AIM OF THE TASK: Wherever the string "positive" appears in the records, return the line that holds it.

TASK INPUT:
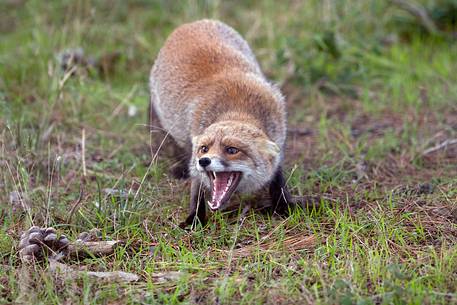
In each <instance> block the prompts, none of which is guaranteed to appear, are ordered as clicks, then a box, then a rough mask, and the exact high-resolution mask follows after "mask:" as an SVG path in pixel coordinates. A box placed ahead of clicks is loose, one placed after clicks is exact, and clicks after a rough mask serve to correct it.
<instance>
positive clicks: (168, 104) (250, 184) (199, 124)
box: [149, 20, 292, 227]
mask: <svg viewBox="0 0 457 305" xmlns="http://www.w3.org/2000/svg"><path fill="white" fill-rule="evenodd" d="M149 85H150V93H151V103H150V121H153V120H158V121H159V122H158V123H160V125H161V126H162V127H163V128H164V129H165V130H166V131H167V132H168V133H169V134H170V135H171V137H172V138H173V139H174V140H175V141H176V144H177V145H178V146H179V147H180V148H181V150H184V152H185V153H186V155H187V158H185V159H184V160H185V161H183V165H185V166H187V167H188V174H189V175H190V177H191V199H190V200H191V202H190V214H189V216H188V217H187V219H186V220H185V221H184V222H183V223H182V224H181V226H184V227H185V226H187V225H190V224H192V223H193V222H194V220H195V219H196V218H198V220H199V221H200V222H202V223H204V222H205V216H206V215H205V214H206V208H205V205H206V202H205V193H206V191H207V190H209V191H210V192H211V200H209V201H208V202H207V203H208V206H209V208H210V209H211V210H218V209H221V208H223V207H224V205H225V204H226V203H227V202H228V200H229V199H230V197H231V195H232V194H233V193H234V192H240V193H252V192H255V191H258V190H259V189H261V188H263V187H266V186H268V187H269V192H270V196H271V200H272V203H273V207H274V208H275V210H276V211H278V212H285V211H286V209H287V207H288V206H289V205H290V204H291V203H292V201H291V196H290V194H289V192H288V190H287V187H286V183H285V179H284V177H283V173H282V169H281V163H282V159H283V148H284V142H285V139H286V111H285V104H284V97H283V96H282V94H281V92H280V90H279V89H278V88H277V87H276V86H275V85H273V84H272V83H270V82H269V81H268V80H267V79H266V78H265V76H264V75H263V73H262V72H261V70H260V67H259V64H258V63H257V61H256V58H255V56H254V54H253V53H252V51H251V49H250V48H249V46H248V44H247V42H246V41H245V40H244V39H243V38H242V37H241V36H240V34H238V33H237V32H236V31H235V30H234V29H232V28H231V27H229V26H228V25H226V24H224V23H222V22H220V21H215V20H200V21H196V22H192V23H188V24H184V25H182V26H180V27H178V28H177V29H176V30H175V31H174V32H173V33H172V34H171V35H170V36H169V37H168V39H167V40H166V42H165V44H164V46H163V47H162V49H161V50H160V52H159V54H158V56H157V59H156V61H155V63H154V66H153V67H152V70H151V74H150V82H149Z"/></svg>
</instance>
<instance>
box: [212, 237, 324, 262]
mask: <svg viewBox="0 0 457 305" xmlns="http://www.w3.org/2000/svg"><path fill="white" fill-rule="evenodd" d="M279 245H282V246H283V247H284V248H285V249H287V250H289V252H296V251H301V250H311V249H313V248H314V247H315V246H316V237H315V236H314V235H308V236H304V235H303V234H301V233H298V234H295V235H292V236H288V237H286V238H285V239H284V241H283V242H282V243H279ZM256 250H261V251H264V252H275V251H276V250H280V249H278V242H277V241H275V240H273V241H270V242H266V243H261V244H254V245H248V246H245V247H242V248H238V249H235V250H233V251H232V253H231V255H232V257H233V258H243V257H247V256H250V255H252V254H253V253H255V251H256ZM219 251H221V252H222V253H223V254H226V255H230V252H231V251H229V250H219Z"/></svg>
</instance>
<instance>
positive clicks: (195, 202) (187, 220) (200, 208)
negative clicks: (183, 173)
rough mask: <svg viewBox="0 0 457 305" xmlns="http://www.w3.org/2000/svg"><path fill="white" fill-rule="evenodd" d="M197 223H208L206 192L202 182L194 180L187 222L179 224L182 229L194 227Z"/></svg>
mask: <svg viewBox="0 0 457 305" xmlns="http://www.w3.org/2000/svg"><path fill="white" fill-rule="evenodd" d="M197 222H200V223H201V224H202V225H205V223H206V203H205V191H204V189H203V186H202V185H201V183H200V181H198V180H196V179H193V180H192V183H191V187H190V212H189V215H188V216H187V218H186V220H185V221H183V222H182V223H180V224H179V226H180V227H181V228H183V229H184V228H186V227H187V226H189V225H192V227H194V226H195V225H196V224H197Z"/></svg>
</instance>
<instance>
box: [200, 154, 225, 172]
mask: <svg viewBox="0 0 457 305" xmlns="http://www.w3.org/2000/svg"><path fill="white" fill-rule="evenodd" d="M228 167H229V164H228V163H227V161H225V160H222V159H221V158H219V157H216V156H213V157H206V156H205V157H201V158H199V159H198V162H197V169H198V170H199V171H201V172H204V171H216V172H219V171H224V170H226V169H227V168H228Z"/></svg>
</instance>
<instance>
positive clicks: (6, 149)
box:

RESULT FOR THIS EXERCISE:
positive clicks: (168, 104) (250, 184) (199, 124)
positive clicks: (195, 202) (187, 220) (200, 208)
positive clicks: (6, 149)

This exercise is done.